▶ [Your task]:
Copy out the following lines character for character, keeping every line break and space the same.
━━━━━━━━━━━━━━━━━━━━━━━━━━━━━━
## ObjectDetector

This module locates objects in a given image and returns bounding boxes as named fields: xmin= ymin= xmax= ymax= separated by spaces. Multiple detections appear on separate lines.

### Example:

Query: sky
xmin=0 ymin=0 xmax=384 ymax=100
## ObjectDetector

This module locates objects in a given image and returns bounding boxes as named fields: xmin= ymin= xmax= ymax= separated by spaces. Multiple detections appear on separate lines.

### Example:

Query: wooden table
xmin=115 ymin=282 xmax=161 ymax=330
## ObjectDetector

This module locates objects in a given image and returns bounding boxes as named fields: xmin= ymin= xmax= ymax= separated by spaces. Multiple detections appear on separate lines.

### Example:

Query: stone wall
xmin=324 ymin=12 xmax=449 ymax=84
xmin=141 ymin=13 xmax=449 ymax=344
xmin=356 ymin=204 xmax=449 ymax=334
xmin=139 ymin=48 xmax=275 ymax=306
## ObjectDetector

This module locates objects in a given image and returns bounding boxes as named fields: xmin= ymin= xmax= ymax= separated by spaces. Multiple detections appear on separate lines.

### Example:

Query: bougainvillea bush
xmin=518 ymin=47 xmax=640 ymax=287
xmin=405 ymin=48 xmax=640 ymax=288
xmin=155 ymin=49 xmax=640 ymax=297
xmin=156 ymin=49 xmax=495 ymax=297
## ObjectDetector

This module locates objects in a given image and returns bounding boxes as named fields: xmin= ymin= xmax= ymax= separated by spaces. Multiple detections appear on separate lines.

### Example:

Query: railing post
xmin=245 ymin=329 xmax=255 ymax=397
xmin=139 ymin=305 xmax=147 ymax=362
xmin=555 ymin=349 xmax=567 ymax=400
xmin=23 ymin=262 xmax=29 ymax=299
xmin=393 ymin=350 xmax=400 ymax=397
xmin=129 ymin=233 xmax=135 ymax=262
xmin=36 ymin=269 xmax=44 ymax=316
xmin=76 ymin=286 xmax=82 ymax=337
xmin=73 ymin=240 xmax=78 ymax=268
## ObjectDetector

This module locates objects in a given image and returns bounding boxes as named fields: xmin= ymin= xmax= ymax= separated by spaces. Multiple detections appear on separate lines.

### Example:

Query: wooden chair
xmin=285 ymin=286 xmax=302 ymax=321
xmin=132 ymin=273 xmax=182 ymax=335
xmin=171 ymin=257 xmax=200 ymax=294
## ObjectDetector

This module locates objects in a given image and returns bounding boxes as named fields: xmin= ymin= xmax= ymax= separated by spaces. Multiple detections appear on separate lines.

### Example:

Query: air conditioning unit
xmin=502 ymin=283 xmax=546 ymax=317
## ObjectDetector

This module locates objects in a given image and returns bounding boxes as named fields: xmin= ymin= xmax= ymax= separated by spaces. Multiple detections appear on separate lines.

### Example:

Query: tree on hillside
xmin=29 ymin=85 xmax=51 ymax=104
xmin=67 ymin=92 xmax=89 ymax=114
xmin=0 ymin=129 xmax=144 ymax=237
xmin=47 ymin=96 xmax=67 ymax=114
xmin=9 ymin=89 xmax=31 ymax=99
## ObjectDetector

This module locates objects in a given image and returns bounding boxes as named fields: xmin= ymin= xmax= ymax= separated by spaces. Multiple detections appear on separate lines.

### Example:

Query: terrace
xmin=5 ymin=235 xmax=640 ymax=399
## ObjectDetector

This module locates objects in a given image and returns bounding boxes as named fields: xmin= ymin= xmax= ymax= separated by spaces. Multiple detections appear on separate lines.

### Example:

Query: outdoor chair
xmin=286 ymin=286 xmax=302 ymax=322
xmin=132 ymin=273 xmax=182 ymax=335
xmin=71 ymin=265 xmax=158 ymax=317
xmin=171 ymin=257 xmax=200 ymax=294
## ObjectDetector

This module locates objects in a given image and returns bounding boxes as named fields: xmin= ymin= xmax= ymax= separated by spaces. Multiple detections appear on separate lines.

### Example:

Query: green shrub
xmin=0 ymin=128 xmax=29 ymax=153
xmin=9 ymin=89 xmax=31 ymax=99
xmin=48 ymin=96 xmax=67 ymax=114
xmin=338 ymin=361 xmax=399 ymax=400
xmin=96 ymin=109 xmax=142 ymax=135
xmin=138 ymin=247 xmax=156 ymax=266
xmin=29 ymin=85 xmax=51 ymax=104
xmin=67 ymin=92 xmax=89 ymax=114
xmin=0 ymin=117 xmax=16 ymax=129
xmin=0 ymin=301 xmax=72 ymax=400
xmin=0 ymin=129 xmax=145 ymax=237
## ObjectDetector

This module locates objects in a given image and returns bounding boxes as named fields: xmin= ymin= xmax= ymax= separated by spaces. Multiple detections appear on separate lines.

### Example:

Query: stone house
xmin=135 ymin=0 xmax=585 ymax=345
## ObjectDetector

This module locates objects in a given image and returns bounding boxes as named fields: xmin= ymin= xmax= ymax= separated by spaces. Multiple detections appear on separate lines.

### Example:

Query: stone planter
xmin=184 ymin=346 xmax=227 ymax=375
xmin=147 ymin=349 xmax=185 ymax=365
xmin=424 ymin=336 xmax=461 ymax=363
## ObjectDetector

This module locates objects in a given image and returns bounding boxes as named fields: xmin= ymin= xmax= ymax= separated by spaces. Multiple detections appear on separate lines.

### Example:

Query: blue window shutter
━━━━━━━━━━━━━━━━━━━━━━━━━━━━━━
▶ [Full answer]:
## ObjectDetector

This module locates objects in a given image and returns bounding boxes as named fields: xmin= ymin= xmax= ymax= separated by spaces. Multiple detections appear on separate lines.

### Example:

Query: sky
xmin=0 ymin=0 xmax=384 ymax=100
## ObjectDetector

This module locates objects in a given image and returns bounding boxes as named fields: xmin= ymin= xmax= ymax= separated by spaces. Multiple detections appear on separate lines.

### Example:

Query: wooden table
xmin=115 ymin=282 xmax=161 ymax=330
## ObjectDetector

This module locates objects in a given image and returns bounding boxes as named fields: xmin= ymin= xmax= ymax= separated by spaces. Multiple detections appear on separate lines.

### Example:

Query: stone wall
xmin=324 ymin=12 xmax=449 ymax=84
xmin=141 ymin=13 xmax=449 ymax=344
xmin=356 ymin=204 xmax=449 ymax=334
xmin=139 ymin=48 xmax=275 ymax=306
## ObjectDetector

This module locates objects in a given image and returns bounding boxes as named fields: xmin= ymin= xmax= ymax= separated by spaces. Multiple detections appear on separate lines.

### Example:

Query: bougainvillea bush
xmin=518 ymin=47 xmax=640 ymax=287
xmin=405 ymin=48 xmax=640 ymax=288
xmin=155 ymin=49 xmax=640 ymax=297
xmin=156 ymin=49 xmax=495 ymax=297
## ObjectDetector

This module locates objects in a given image and returns bounding boxes as named fields: xmin= ymin= xmax= ymax= separated by spaces. Multiple detections appear on separate lines.

### Example:

Query: railing post
xmin=245 ymin=329 xmax=255 ymax=397
xmin=139 ymin=305 xmax=147 ymax=362
xmin=555 ymin=349 xmax=567 ymax=400
xmin=23 ymin=262 xmax=29 ymax=299
xmin=393 ymin=350 xmax=400 ymax=397
xmin=129 ymin=233 xmax=135 ymax=262
xmin=36 ymin=269 xmax=44 ymax=316
xmin=76 ymin=286 xmax=82 ymax=337
xmin=73 ymin=240 xmax=78 ymax=268
## ObjectDetector

This module locates objects in a given image and returns bounding boxes as named fields: xmin= ymin= xmax= ymax= separated by spaces. Multiple detections appear on separate lines.

### Example:

Query: wooden chair
xmin=285 ymin=286 xmax=302 ymax=321
xmin=132 ymin=273 xmax=182 ymax=335
xmin=171 ymin=257 xmax=200 ymax=294
## ObjectDetector

This module locates objects in a given image and returns bounding boxes as named fields: xmin= ymin= xmax= ymax= separated by spaces. Multiple detections appear on separate lines.

### Example:

Query: air conditioning unit
xmin=502 ymin=283 xmax=546 ymax=317
## ObjectDetector

This module locates objects in a given image and returns bounding boxes as named fields: xmin= ymin= xmax= ymax= separated by spaces. Multiple detections appear on separate lines.

### Example:

Query: tree on hillside
xmin=29 ymin=85 xmax=51 ymax=104
xmin=67 ymin=92 xmax=89 ymax=114
xmin=0 ymin=129 xmax=144 ymax=237
xmin=47 ymin=96 xmax=67 ymax=114
xmin=9 ymin=89 xmax=31 ymax=99
## ObjectDetector

This module locates objects in a given image and returns bounding boxes as named fields: xmin= ymin= xmax= ymax= separated by spaces. Multiple detections appear on separate lines.

### Example:

Query: terrace
xmin=5 ymin=235 xmax=640 ymax=399
## ObjectDetector

This module locates objects in a given image and returns bounding boxes as named fields: xmin= ymin= xmax= ymax= separated by spaces. Multiple detections appear on separate lines.

### Example:

Query: outdoor chair
xmin=286 ymin=286 xmax=302 ymax=322
xmin=132 ymin=273 xmax=182 ymax=335
xmin=71 ymin=265 xmax=158 ymax=317
xmin=171 ymin=257 xmax=200 ymax=294
## ObjectDetector

This module locates objects in a given image and returns bounding boxes as named fields: xmin= ymin= xmax= ymax= separated by spaces. Multiple detections appear on separate lines.

### Example:

Query: green shrub
xmin=0 ymin=128 xmax=29 ymax=153
xmin=9 ymin=89 xmax=31 ymax=99
xmin=48 ymin=96 xmax=67 ymax=114
xmin=338 ymin=361 xmax=399 ymax=400
xmin=96 ymin=109 xmax=142 ymax=135
xmin=138 ymin=247 xmax=156 ymax=266
xmin=29 ymin=85 xmax=51 ymax=104
xmin=67 ymin=92 xmax=89 ymax=114
xmin=0 ymin=117 xmax=16 ymax=129
xmin=0 ymin=301 xmax=72 ymax=400
xmin=0 ymin=129 xmax=145 ymax=237
## ObjectDetector

This module locates objects in a given image and returns bounding boxes as named fields: xmin= ymin= xmax= ymax= separated by spaces. Multiple detections appear on separate lines.

### Example:

Query: stone house
xmin=135 ymin=0 xmax=585 ymax=345
## ObjectDetector

This module locates objects in a given image and returns bounding boxes as named fields: xmin= ymin= xmax= ymax= separated by spaces. Multiple detections appear on separate lines.

### Example:

Query: stone planter
xmin=184 ymin=346 xmax=227 ymax=375
xmin=147 ymin=349 xmax=185 ymax=365
xmin=424 ymin=336 xmax=461 ymax=363
## ObjectDetector

This module locates objects in a given image and returns bounding boxes as named fields: xmin= ymin= xmax= ymax= separated by spaces. Multiple detections appear on separate lines.

### Example:

Query: blue window shutter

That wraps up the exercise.